▸ **Records from a point labeling set**:
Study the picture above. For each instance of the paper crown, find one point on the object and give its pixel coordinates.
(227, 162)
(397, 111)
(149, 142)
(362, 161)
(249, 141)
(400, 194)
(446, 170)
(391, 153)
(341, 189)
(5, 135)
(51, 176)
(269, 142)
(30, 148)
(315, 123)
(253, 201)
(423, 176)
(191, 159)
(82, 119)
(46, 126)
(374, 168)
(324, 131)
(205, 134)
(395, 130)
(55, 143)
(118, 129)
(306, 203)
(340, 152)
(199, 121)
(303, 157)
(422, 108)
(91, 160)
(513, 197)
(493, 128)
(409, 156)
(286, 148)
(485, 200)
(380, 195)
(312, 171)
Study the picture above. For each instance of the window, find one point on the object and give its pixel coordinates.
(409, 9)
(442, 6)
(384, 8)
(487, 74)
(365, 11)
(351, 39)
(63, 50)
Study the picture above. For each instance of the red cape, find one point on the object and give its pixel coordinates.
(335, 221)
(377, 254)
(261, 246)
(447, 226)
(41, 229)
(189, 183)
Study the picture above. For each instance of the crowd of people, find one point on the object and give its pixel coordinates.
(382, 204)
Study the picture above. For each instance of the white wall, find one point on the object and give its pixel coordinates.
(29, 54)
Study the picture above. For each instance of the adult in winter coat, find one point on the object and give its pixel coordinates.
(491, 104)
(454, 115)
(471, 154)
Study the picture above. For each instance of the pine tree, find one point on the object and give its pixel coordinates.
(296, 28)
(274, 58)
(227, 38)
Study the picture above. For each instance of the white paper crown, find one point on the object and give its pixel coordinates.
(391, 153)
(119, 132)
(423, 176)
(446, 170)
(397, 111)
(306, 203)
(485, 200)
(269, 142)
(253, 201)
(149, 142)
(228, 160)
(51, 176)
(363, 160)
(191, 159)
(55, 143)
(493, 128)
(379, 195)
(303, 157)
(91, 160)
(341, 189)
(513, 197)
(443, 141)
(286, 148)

▸ **WRITTEN REQUEST**: Exactly as shown, repeat every record.

▸ **CORRECT RESULT**:
Study the picture above. For each instance of the paper crown, find one point on the object and give its pixel coordinates.
(227, 162)
(397, 111)
(149, 142)
(362, 161)
(249, 141)
(400, 194)
(446, 170)
(391, 153)
(341, 189)
(5, 135)
(51, 176)
(269, 142)
(30, 148)
(315, 123)
(253, 201)
(423, 176)
(191, 159)
(82, 119)
(46, 126)
(374, 168)
(324, 131)
(205, 134)
(395, 130)
(55, 143)
(118, 129)
(306, 203)
(340, 152)
(199, 121)
(303, 157)
(422, 108)
(91, 160)
(513, 197)
(493, 128)
(409, 156)
(286, 148)
(485, 200)
(380, 195)
(312, 171)
Study the picture above. For each instance of the window, find one point on the object and give its pixel coordinates.
(409, 9)
(442, 6)
(384, 8)
(487, 74)
(365, 11)
(351, 39)
(63, 50)
Study the picture above. For each instance of the red cape, find one point on the object and give its pixel coordinates.
(335, 221)
(377, 254)
(261, 246)
(447, 226)
(41, 229)
(189, 183)
Study the picture above. For each instance of the crowd of people, find one point on the object and give its pixel coordinates.
(382, 204)
Study the picture above. For each instance of the white wall, find one point on the object and give its pixel coordinates.
(29, 54)
Study the picture above. For each instance of the adult in winter coat, find one point on the object and give its pixel coordinates.
(491, 104)
(454, 115)
(471, 154)
Study the picture above. For each instance of the pine tree, find one point on the object and give its pixel coordinates.
(296, 28)
(274, 58)
(227, 38)
Study the picture above. For each instance of the white paper crown, find one point on the object and give its pixel coordinates.
(391, 153)
(119, 132)
(423, 176)
(446, 170)
(397, 111)
(306, 203)
(485, 200)
(269, 142)
(253, 201)
(149, 142)
(228, 160)
(51, 176)
(363, 160)
(191, 159)
(55, 143)
(493, 128)
(379, 195)
(303, 157)
(91, 160)
(341, 189)
(513, 197)
(443, 141)
(286, 148)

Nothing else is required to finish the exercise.